## Page text:
..............................

Getting over slim
The surprising things that can happen when a plus-size positive blogger turns up to a weight management class.
I have a happy job. Whether I’m writing brochure material for people choosing their next holiday or website content helping walkers to find the best baths and breathtaking views, the words that help make someone’s day brighter, also pay my mortgage.
Lucky as I am, there are gremlins in the tools of my trade: namely pet hate words. The first two on the list are ‘nice’ and ‘tasty’. Rather benign words and their bland nature is exactly why they rarely come across my keyboard.
Third on the list is the word ‘slim’.
Let me explain.
I’m a bit of a liberal feminist in that I believe the spirit of equal concern extends across all of humanity, not just womb-men but during my studies I was fascinated by texts by the likes of Jeanette Winterson, Susie Orbach and Michelle Boulous Walker. A vast area of reading, discovery and discussion, I was intrigued by how society tells us what our body means and how to use it.
For example, take the backlash against plus-size model Tess Holliday Instagramming pics of herself at the gym or blogger Callie Thorpe looking fabulous in her curvy, white wedding dress last year. These are women getting on with their lives, being creative, making waves. Why is their size the first thing people think about? Why do everyday people suddenly turn into metabolism consultants, all concerned about their health? Would people dream of giving feedback on any other aspect of someone’s life? Like high-profile people who drink, smoke or take drugs? What about shifty politicians who take away benefits from vulnerable people and call it austerity? All that cortisol can’t be good for them.
So, back to the word ‘slim’. What does that word mean?
A child of the 70’s, to me it conjures up slacks -beige, tailored polyester trousers with an invisible support panel. It’s rows of women on their backs in a church hall, raising their leotard clad legs in unison: “and lift, ladies, lift”.
Slim is the goal, slim is acceptable, slim is what women should be. The onus is on us to be slim – whether pushing a small child in a trolley around the supermarket or pulling a workbag on wheels into a conference room, valid women are slim. Why would anyone want to take a fat woman seriously? We’re mumsy, ill-disciplined and have clearly let ourselves go.
And this is my problem with slim. It’s a political word. It doesn’t just mean you’re lean – you’re also hard working, controlled, an achiever.
But where does that leave the rest of us?
Should those of us who’ve fought podge since childhood be left on the heap? I have a First Class Honours Degree – I earned this while I was a single parent to a toddler and holding down a part-time job in order to survive. I think I have self-discipline aplenty. I enjoy my job, have a happy family and now post-forty I’m more comfortable in my fat body than ever before.
But I’m not slim.
I have not achieved slim.
Not ever.
And the outrageous soul within doesn’t want me to conform. Even if I lost all the weight, I don’t think I’d ever want to be considered slim. It’s just not me.

..............................

## Excerpted data:

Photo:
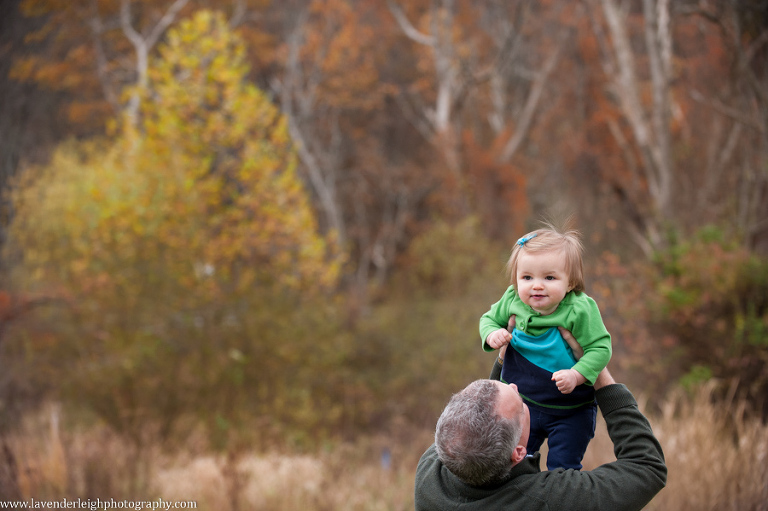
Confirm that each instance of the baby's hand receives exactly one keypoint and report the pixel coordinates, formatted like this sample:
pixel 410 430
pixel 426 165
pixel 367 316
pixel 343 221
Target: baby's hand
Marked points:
pixel 567 380
pixel 498 338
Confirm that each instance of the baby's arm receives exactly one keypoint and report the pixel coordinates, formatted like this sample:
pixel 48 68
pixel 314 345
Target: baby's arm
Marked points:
pixel 498 338
pixel 569 379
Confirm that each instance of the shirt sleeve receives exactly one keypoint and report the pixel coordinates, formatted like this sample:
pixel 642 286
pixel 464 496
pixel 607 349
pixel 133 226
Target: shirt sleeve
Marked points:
pixel 497 317
pixel 589 330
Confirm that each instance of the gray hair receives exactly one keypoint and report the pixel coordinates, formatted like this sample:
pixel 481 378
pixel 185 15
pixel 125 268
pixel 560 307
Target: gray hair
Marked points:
pixel 472 440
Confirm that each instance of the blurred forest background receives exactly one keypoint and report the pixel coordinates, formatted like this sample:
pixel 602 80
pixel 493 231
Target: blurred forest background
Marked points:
pixel 259 234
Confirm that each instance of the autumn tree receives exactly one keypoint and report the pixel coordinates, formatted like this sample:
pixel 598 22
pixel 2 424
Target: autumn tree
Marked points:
pixel 182 251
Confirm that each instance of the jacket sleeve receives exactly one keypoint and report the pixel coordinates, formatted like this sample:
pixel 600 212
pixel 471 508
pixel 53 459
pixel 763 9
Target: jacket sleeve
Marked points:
pixel 589 330
pixel 630 482
pixel 497 317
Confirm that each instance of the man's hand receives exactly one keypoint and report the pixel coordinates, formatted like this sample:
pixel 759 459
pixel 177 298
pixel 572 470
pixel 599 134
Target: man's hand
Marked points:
pixel 498 338
pixel 567 380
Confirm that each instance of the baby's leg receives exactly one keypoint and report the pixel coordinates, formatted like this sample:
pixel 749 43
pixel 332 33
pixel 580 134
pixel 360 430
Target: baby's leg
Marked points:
pixel 569 437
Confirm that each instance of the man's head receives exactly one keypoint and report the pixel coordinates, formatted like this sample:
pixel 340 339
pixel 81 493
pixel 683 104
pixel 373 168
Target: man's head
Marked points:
pixel 482 432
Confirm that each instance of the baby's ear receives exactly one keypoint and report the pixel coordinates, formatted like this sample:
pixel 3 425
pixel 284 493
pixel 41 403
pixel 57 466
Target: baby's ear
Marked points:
pixel 518 454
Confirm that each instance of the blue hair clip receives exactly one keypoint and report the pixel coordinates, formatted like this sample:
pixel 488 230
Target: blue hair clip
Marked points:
pixel 522 241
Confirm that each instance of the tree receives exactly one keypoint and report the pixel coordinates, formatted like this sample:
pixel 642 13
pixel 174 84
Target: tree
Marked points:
pixel 182 250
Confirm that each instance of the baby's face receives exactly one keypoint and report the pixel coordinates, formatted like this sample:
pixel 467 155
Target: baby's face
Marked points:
pixel 541 280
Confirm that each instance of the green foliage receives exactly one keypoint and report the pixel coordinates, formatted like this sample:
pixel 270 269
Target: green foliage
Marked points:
pixel 187 259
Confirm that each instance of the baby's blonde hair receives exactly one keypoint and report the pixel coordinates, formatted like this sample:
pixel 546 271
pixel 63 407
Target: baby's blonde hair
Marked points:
pixel 547 239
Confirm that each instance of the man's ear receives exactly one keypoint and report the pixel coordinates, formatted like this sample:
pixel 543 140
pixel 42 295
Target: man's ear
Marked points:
pixel 518 454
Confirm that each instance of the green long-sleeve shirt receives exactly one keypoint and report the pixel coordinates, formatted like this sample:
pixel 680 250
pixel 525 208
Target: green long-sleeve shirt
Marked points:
pixel 577 313
pixel 628 483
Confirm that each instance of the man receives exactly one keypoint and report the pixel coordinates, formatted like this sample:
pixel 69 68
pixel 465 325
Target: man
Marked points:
pixel 479 461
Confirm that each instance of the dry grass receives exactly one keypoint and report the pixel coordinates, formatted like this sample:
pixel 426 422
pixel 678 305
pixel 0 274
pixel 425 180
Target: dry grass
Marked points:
pixel 717 458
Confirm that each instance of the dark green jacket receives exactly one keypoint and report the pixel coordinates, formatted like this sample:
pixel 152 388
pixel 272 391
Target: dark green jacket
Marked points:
pixel 630 482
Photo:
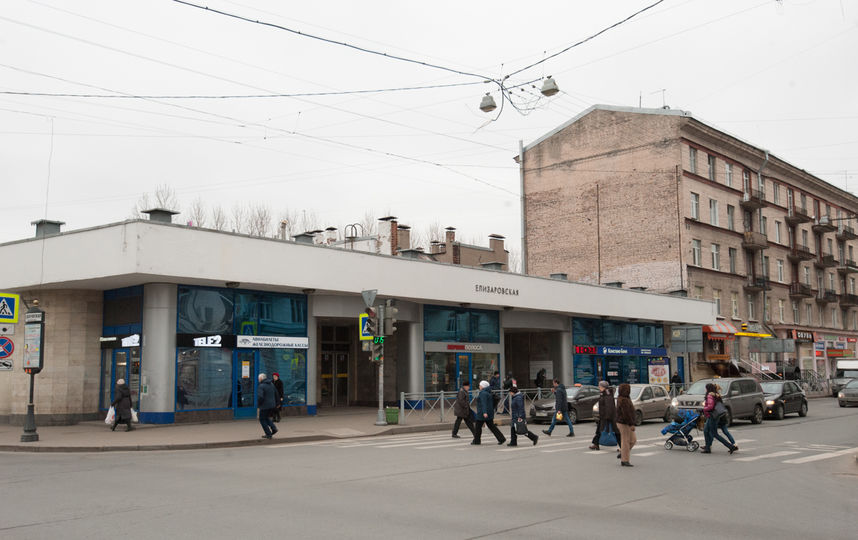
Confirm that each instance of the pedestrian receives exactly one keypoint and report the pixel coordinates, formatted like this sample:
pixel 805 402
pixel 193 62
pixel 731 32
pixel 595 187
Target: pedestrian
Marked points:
pixel 518 418
pixel 607 415
pixel 486 415
pixel 712 412
pixel 278 385
pixel 561 409
pixel 266 400
pixel 462 409
pixel 626 423
pixel 122 406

..............................

## Directions:
[1] Repeat the portion of the essay about the word "slim" that runs from "And this is" up to and including "I’m not slim.".
[2] Continue the essay about the word "slim," starting right after its final sentence.

## Expected responses:
[1]
And this is my problem with slim. It’s a political word. It doesn’t just mean you’re lean – you’re also hard working, controlled, an achiever.
But where does that leave the rest of us?
Should those of us who’ve fought podge since childhood be left on the heap? I have a First Class Honours Degree – I earned this while I was a single parent to a toddler and holding down a part-time job in order to survive. I think I have self-discipline aplenty. I enjoy my job, have a happy family and now post-forty I’m more comfortable in my fat body than ever before.
But I’m not slim.

[2]
So, when I found myself sat in a Slimming World class for the first time earlier this week, I thought “why am I here?”.
I thought I’d feel compromised but I didn’t.
I thought the inspirational chat at the beginning would make me run out through the community centre fire doors screaming but it didn’t.
I thought the terminology would annoy me (as so often jargon does) but it didn’t.
And now I’m left wondering why.
And I think it’s to do with my mate who brought me along. She’s a savvy lady. Seen a lot, done a lot. There’s little she doesn’t know about raising plants, nurturing children, crafting and ushering warm dishes to the table. But she’s also a trusting soul with a realistic view of the world – she knows where to place her cynicism, where to make compromises and she has a deep perspective that reaches out into the long-game.
And my childhood friend who made me feel a foot taller with one phone call earlier this week. This body is beautiful, it’s valid, I’m loved.
It’s also that the focus of the eating plan (‘diet’ is naturally my forth most hated word) is all about nourishment, not going hungry and realism: cocking up is not just tolerated, it’s expected.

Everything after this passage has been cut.